What the answer must contain is every line of the records, exactly, with no pictures.
▬▬▬▬▬▬
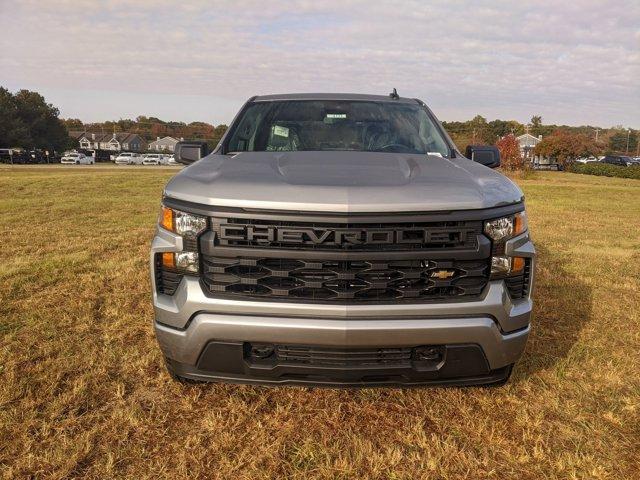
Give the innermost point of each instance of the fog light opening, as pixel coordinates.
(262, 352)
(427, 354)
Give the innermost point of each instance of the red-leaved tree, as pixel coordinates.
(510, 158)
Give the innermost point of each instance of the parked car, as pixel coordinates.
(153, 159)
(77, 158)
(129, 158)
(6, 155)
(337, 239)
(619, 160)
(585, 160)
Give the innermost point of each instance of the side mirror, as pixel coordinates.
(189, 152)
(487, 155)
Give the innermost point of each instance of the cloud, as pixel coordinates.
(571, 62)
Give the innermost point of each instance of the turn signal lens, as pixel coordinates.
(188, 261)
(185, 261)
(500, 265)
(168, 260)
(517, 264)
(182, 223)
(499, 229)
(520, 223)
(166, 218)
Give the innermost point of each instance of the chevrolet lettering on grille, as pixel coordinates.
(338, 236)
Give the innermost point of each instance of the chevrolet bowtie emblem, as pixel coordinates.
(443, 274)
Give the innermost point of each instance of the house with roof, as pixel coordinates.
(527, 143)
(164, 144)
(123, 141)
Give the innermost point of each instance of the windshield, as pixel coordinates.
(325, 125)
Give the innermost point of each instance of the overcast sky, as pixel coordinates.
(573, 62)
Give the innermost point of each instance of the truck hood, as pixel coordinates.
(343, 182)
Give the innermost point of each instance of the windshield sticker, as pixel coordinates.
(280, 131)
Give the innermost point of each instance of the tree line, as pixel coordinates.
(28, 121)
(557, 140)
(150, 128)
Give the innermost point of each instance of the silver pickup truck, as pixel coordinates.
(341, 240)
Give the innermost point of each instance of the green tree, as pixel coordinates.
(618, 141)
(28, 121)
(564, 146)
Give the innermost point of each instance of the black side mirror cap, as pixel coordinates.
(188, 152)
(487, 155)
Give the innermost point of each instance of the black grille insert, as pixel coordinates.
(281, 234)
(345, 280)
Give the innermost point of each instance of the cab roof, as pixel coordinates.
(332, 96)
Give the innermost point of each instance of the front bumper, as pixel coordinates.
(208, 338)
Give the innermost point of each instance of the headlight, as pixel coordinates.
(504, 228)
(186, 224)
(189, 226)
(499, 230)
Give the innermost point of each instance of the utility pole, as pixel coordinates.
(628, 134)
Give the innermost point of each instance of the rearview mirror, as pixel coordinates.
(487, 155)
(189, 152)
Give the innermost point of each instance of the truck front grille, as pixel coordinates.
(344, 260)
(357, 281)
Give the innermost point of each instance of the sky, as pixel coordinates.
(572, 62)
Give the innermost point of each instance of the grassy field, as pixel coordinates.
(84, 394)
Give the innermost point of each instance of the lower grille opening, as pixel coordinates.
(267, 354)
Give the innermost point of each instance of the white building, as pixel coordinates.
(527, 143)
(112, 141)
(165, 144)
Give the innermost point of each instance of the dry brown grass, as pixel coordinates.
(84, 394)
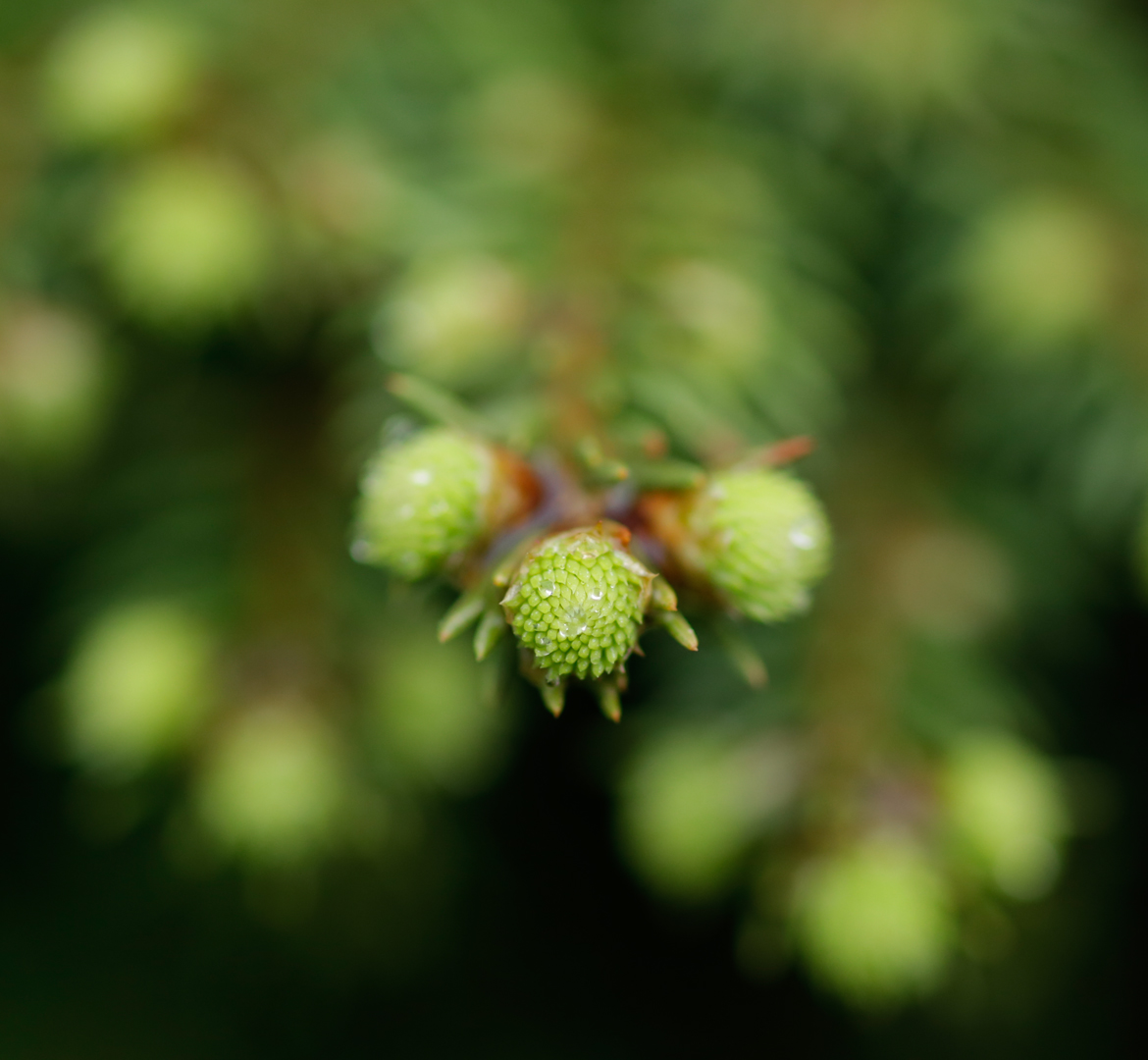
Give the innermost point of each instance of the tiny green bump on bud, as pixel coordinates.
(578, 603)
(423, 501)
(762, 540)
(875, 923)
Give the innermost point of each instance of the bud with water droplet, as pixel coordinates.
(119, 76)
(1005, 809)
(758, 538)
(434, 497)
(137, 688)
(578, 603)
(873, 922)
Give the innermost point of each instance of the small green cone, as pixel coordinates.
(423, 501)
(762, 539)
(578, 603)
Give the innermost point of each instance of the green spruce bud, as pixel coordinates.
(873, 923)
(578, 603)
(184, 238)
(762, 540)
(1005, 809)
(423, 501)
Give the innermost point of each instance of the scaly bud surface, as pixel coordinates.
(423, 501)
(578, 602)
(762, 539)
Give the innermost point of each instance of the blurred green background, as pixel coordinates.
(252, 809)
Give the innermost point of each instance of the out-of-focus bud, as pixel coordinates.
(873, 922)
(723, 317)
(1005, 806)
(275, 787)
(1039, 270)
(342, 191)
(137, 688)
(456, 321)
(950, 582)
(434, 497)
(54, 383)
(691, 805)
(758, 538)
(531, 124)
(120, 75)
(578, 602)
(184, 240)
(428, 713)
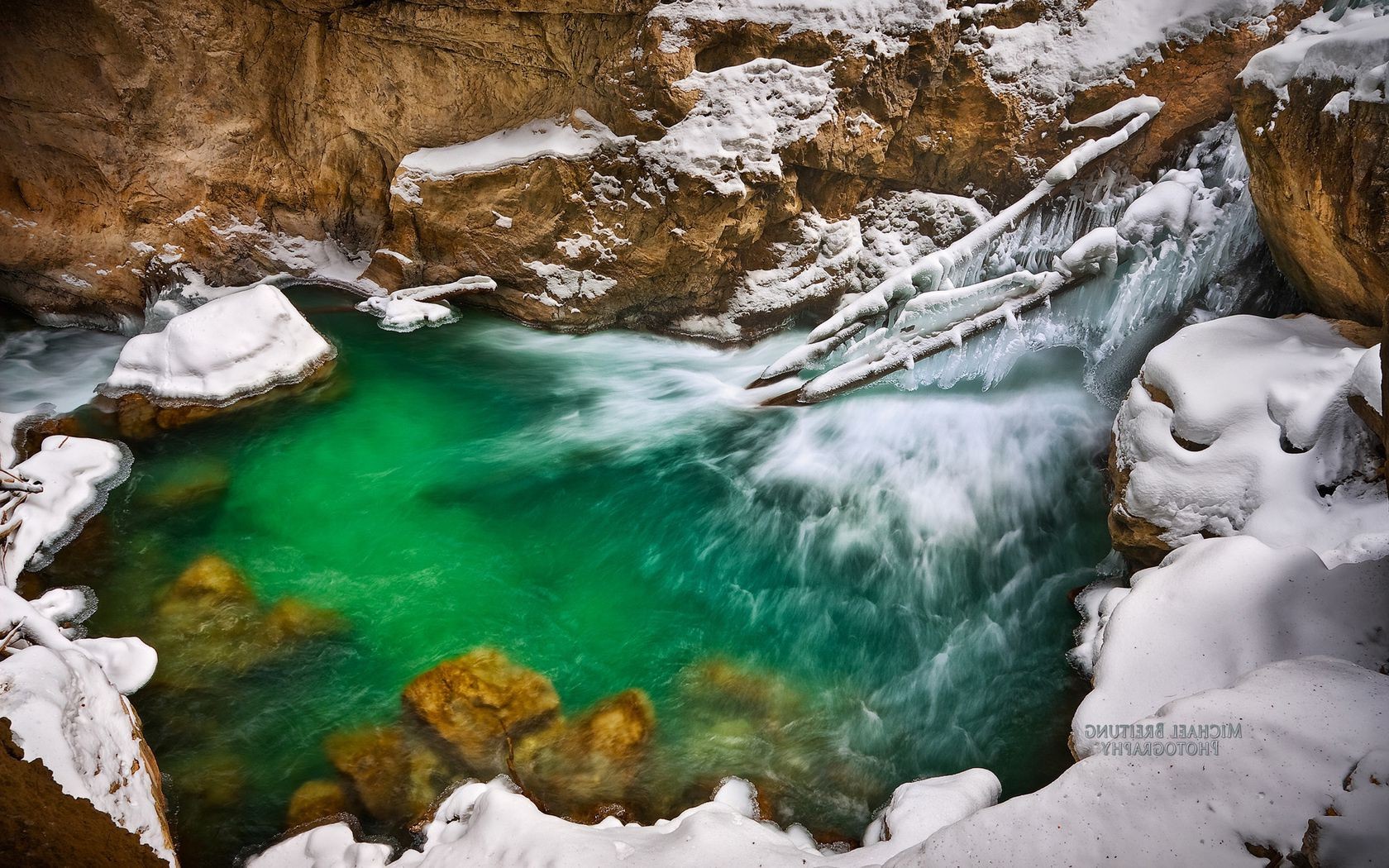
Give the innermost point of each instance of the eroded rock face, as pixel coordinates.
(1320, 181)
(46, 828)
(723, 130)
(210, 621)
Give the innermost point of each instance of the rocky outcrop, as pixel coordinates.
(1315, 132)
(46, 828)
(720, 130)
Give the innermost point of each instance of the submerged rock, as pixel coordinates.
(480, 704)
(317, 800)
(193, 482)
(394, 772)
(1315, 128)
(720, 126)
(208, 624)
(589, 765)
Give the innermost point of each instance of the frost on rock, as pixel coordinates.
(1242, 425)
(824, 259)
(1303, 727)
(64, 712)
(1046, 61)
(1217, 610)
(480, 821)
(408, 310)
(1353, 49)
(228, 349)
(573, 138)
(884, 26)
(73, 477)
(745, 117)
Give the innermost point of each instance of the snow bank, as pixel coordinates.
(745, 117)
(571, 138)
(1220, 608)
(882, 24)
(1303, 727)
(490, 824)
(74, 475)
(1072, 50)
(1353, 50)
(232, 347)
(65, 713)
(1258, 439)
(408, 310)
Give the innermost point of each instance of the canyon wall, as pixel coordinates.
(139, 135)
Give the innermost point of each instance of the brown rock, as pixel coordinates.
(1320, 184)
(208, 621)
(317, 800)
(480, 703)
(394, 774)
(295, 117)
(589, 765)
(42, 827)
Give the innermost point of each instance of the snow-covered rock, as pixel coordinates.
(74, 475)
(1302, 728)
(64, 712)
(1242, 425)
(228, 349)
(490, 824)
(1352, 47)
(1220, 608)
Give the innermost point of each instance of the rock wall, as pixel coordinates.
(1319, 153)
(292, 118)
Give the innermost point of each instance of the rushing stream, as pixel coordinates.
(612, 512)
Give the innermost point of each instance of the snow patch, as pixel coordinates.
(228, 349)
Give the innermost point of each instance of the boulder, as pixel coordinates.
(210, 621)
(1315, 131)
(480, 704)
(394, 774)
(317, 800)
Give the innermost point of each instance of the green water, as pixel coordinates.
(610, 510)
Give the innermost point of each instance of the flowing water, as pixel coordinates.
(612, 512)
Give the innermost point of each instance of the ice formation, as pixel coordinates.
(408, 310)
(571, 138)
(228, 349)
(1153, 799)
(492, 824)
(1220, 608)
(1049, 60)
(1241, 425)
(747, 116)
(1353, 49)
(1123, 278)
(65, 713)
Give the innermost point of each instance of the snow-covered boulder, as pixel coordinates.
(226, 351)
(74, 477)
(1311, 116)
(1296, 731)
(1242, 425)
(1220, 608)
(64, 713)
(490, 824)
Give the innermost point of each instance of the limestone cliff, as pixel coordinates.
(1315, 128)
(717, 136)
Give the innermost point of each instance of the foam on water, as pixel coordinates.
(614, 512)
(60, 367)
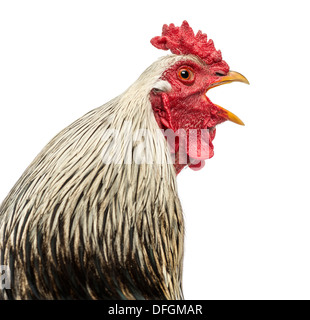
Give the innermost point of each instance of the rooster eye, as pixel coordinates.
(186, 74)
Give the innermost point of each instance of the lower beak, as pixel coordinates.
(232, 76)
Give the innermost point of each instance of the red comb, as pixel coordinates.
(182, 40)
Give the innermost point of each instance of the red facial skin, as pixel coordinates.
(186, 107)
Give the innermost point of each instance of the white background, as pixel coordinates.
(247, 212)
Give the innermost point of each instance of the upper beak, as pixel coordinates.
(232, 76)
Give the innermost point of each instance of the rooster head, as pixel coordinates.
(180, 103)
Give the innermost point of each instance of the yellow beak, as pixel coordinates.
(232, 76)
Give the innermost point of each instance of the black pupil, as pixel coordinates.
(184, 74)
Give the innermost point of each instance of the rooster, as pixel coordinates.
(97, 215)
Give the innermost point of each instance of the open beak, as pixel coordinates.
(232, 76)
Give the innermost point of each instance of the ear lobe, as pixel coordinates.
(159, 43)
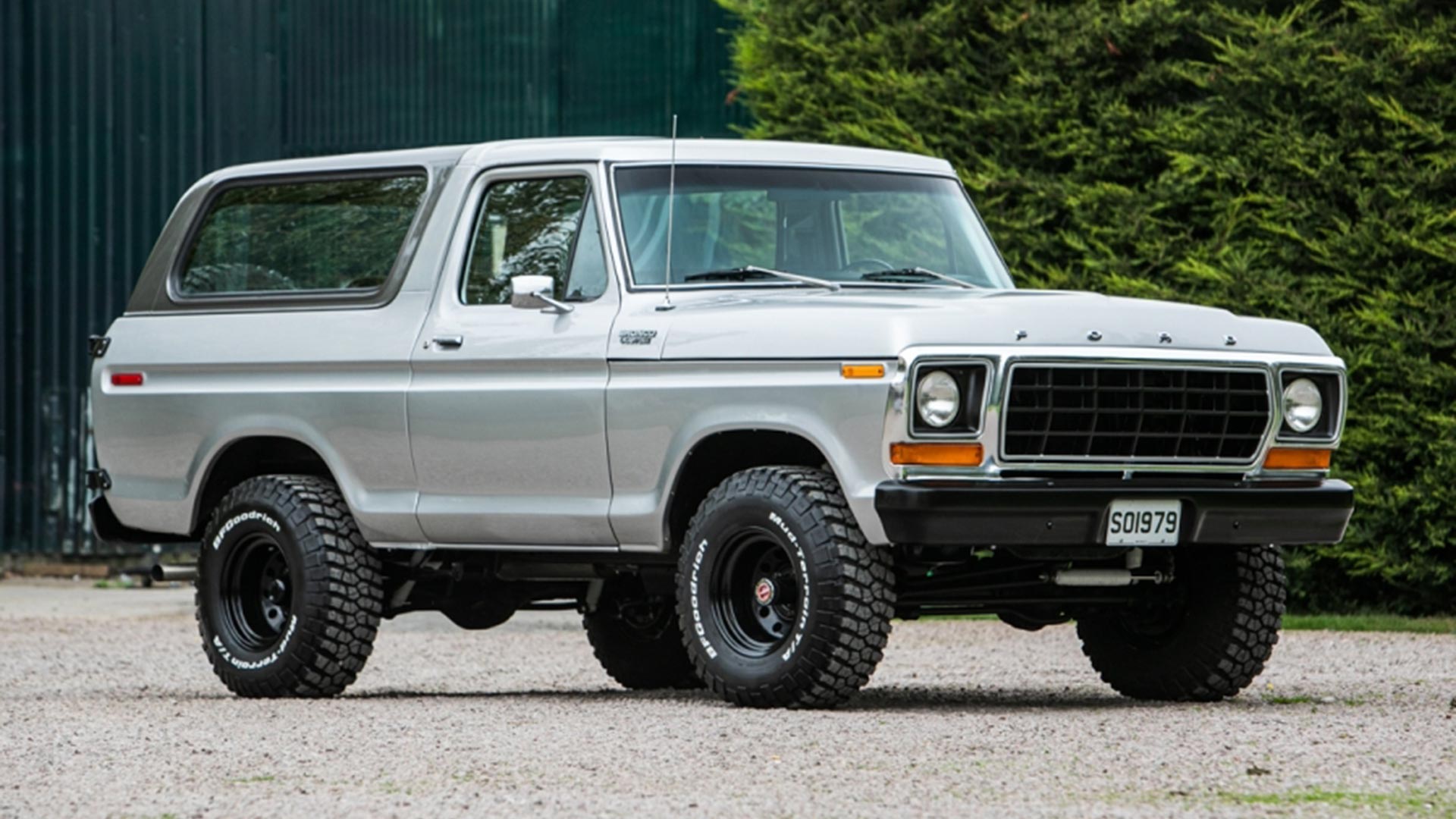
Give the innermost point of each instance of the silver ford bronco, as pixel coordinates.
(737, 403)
▬▬▬▬▬▬
▶ **TASK ANSWER**:
Give the innermost point of each instance of the fog light opening, as pixel coordinates.
(262, 352)
(427, 354)
Give the innermost point of each instance of the red-leaved tree, as pixel coordinates.
(510, 158)
Give the innermost point of each instance of the parked car, as pixel coordinates.
(153, 159)
(77, 158)
(129, 158)
(6, 155)
(337, 239)
(619, 160)
(585, 160)
Give the innermost point of each instance of the side mirror, as pixel coordinates.
(189, 152)
(487, 155)
Give the innermost point of each instance of the cloud, as pixel coordinates.
(571, 62)
Give the innermost point of each instance of the turn signal lens, as pixel coordinates.
(188, 261)
(185, 261)
(500, 265)
(168, 260)
(517, 264)
(182, 223)
(499, 229)
(520, 223)
(166, 218)
Give the innermost point of each instance of the chevrolet lettering on grille, as pixel coordinates.
(338, 236)
Give the innermost point of each instance of the chevrolet bowtie emblem, as pixel coordinates.
(443, 274)
Give the innermost point of each instance of the house with roof, as pixel coordinates.
(527, 143)
(164, 144)
(123, 141)
Give the innermost point of each instance of the windshield, as pixel coordinates.
(325, 125)
Give the innermost point of each instance of the overcast sky, as pixel coordinates.
(573, 62)
Give the innermost point of each instance of the truck hood, as pixel coordinates.
(343, 182)
Give the innermost point of each instance of the windshield sticker, as pixel coordinates.
(280, 131)
Give the innermost point of each instance of the tree line, as pixel coordinates.
(28, 121)
(557, 140)
(150, 128)
Give the innermost point of each instance of the silver pickup truck, as pixel coordinates.
(341, 240)
Give the innermost point of each instance of the green tree, as pixel coordinates.
(618, 141)
(28, 121)
(564, 146)
Give the innermost point of each instance of the black side mirror cap, as pixel coordinates.
(188, 152)
(487, 155)
Give the innermost point of each instance of the black grille insert, as pixel coordinates.
(281, 234)
(345, 280)
Give the innermost point of each instance of the cab roof, as pixel coordinates.
(332, 96)
Give the innermost point of each instance of the front bumper, as pixel coordinates.
(208, 338)
Give the innermost point of each instance of the headlight, as pixel coordinates.
(504, 228)
(186, 224)
(189, 226)
(499, 230)
Give the innermost point of each instance of the utility pole, as pixel coordinates.
(628, 134)
Give the innermost point of each instance of the rearview mirror, as pixel coordinates.
(487, 155)
(189, 152)
Give the innermost point of each instance of the truck front grille, as pixel coordinates.
(344, 260)
(357, 281)
Give the innermost point of each instance of the sky, as pixel coordinates.
(572, 62)
Give the innermost point of each instance of the grassy field, as pixel coordinates.
(84, 394)
Give the innermost point of each instance of the lower grille opening, as pixel coordinates.
(267, 354)
Give the innermost point of each instance of the white building, as pixel coordinates.
(527, 143)
(112, 141)
(165, 144)
Give the innermost point of each instance of the dry brown grass, as pixel coordinates.
(84, 394)
Give the innermost point of each instance of the tiny green bump on bud, as pixel coordinates.
(578, 603)
(423, 501)
(762, 540)
(875, 923)
Give the innermost point of each instance of the bud with water droplet, as pixel coordinates.
(119, 76)
(1005, 809)
(758, 538)
(434, 497)
(137, 688)
(578, 603)
(873, 922)
Give the innermost point of each instance of the small green cone, as pixel coordinates.
(423, 501)
(762, 539)
(578, 603)
Give the innermost point of each instance of the green spruce bud, as pixel coordinates.
(873, 923)
(578, 603)
(184, 238)
(762, 540)
(1005, 809)
(423, 501)
Give the innermost point of each instance of the scaly bud surface, as pixel coordinates.
(423, 501)
(578, 602)
(762, 539)
Give the innermost point of each instance of the blurred green background, as pixel coordinates.
(252, 809)
Give the innermost point of each instance of the out-of-focus bud, as pixel coordinates.
(873, 922)
(723, 317)
(1005, 806)
(275, 787)
(1039, 270)
(342, 191)
(137, 688)
(456, 321)
(950, 582)
(434, 497)
(54, 383)
(691, 805)
(758, 538)
(531, 124)
(120, 75)
(578, 602)
(184, 240)
(428, 713)
Give the innermost point of each instance of the eroded rock face, as pixel coordinates.
(1320, 181)
(46, 828)
(723, 130)
(210, 621)
Give the innermost point of each instance of the rocky outcrop, as pixel coordinates.
(1315, 132)
(46, 828)
(720, 130)
Give the innermost point of each instance of the submerged rock, as pixel coordinates.
(480, 704)
(317, 800)
(193, 482)
(394, 772)
(1315, 128)
(720, 126)
(208, 624)
(589, 765)
Give the innermost point of each instance of the frost on rock, as pixel coordinates.
(1242, 425)
(824, 259)
(1303, 727)
(64, 712)
(1046, 61)
(1217, 610)
(480, 821)
(408, 310)
(1353, 49)
(228, 349)
(573, 138)
(884, 26)
(73, 477)
(745, 117)
Give the innermost point of each instance of the snow bank, as pixel coordinates.
(745, 117)
(571, 138)
(1220, 608)
(882, 24)
(1303, 727)
(490, 824)
(74, 475)
(1072, 50)
(1353, 50)
(232, 347)
(65, 713)
(1258, 439)
(408, 310)
Give the innermost point of each instance of the canyon wall, as pixel coordinates.
(139, 135)
Give the innermost point of each instance of the brown rock, as pixel coordinates.
(1320, 184)
(208, 621)
(317, 800)
(480, 703)
(394, 774)
(295, 117)
(589, 765)
(42, 827)
Give the innermost point of each instance of the snow-covered rock, as pixel coordinates.
(74, 475)
(1302, 728)
(64, 712)
(1242, 425)
(228, 349)
(490, 824)
(1352, 47)
(1220, 608)
Give the innermost point of each instance of the rock wall, as pixel coordinates.
(1319, 153)
(292, 118)
Give the innermost point of each instance of the rushing stream, as pixel coordinates.
(612, 512)
Give the innermost point of each instance of the snow patch, as pixel coordinates.
(228, 349)
Give the innermost point of each instance of the boulder, as pixel coordinates.
(210, 621)
(1315, 131)
(480, 704)
(394, 774)
(317, 800)
Give the innermost point of each instance of the green water, as pixel coordinates.
(610, 510)
Give the innermost point of each instance of the flowing water, as pixel coordinates.
(612, 512)
Give the innermost point of each instance of the ice formation, as pixel coordinates.
(408, 310)
(571, 138)
(228, 349)
(1153, 799)
(492, 824)
(1220, 608)
(1049, 60)
(1241, 425)
(747, 116)
(1353, 49)
(1123, 278)
(65, 713)
Give the innermost point of each instance of the snow-covered boulder, as pixel coordinates.
(226, 351)
(74, 477)
(1311, 116)
(1296, 731)
(1242, 425)
(1220, 608)
(64, 713)
(490, 824)
Give the innermost point of each instance of the limestone cliff, as pixel coordinates.
(1315, 128)
(717, 136)
Give the innermost point of each instance of the foam on water, as pixel coordinates.
(614, 512)
(60, 367)
Give the innermost point of each instance of the rooster eye, as pixel coordinates.
(186, 74)
Give the innermost point of each instance of the lower beak, as pixel coordinates.
(232, 76)
Give the innermost point of each instance of the red comb, as pixel coordinates.
(182, 40)
Give the innermost point of each instance of the red facial skin, as pixel coordinates.
(186, 107)
Give the innermost point of each instance of the white background, as pixel coordinates.
(247, 212)
Give the innermost point of each instance of the upper beak, as pixel coordinates.
(232, 76)
Give the innermost point of each instance of the rooster head, as pixel coordinates.
(180, 103)
Give the innermost point of each instance of the yellow beak, as pixel coordinates.
(232, 76)
Give the innermost point of each instance of the black pupil, as pixel coordinates.
(184, 74)
Give the innermost point of each instance of the rooster, as pixel coordinates.
(97, 215)
Give the innermost point of each instance of the open beak, as pixel coordinates.
(232, 76)
Give the innermost point of each instance of the ear lobe, as pixel coordinates.
(159, 43)
Give the innermost point of each instance of the silver ford bronco, as pixel coordinates.
(737, 403)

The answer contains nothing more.